-- What is asked --
Convert all of the material below into a numbered list, one line per item, and omit any blank lines.

(Region annotation entries)
════════════════════

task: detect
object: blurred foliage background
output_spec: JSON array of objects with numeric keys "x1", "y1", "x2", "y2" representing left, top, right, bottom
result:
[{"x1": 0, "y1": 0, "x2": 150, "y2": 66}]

════════════════════

-- Response to the exercise --
1. task: detect
2. object: blurred foliage background
3. output_spec: JSON array of objects with numeric keys "x1", "y1", "x2", "y2" representing left, top, right, bottom
4. result:
5. [{"x1": 0, "y1": 0, "x2": 150, "y2": 66}]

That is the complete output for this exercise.